• Required task: Output every line of the listing below as a numbered list, skipping blank lines and omitting the pictures.

--- Start Record excerpts ---

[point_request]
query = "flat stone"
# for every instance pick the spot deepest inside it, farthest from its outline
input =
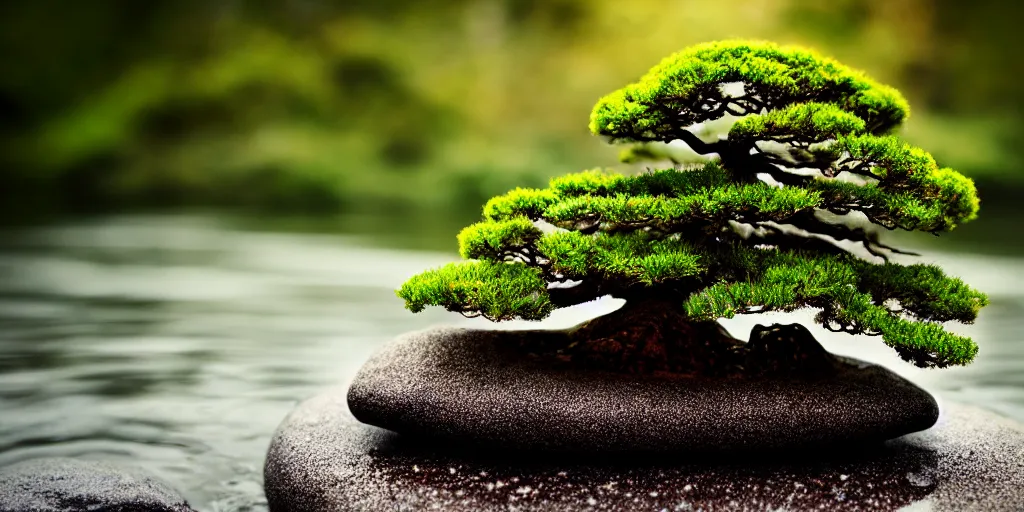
(480, 386)
(73, 485)
(323, 460)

--- End Record excerpts ---

• Answer to the task:
1. [point_request]
2. query = "flat stone"
3. # for every instance pick the spot deepest inside it, farthest from its outline
4. input =
5. (480, 386)
6. (73, 485)
7. (323, 460)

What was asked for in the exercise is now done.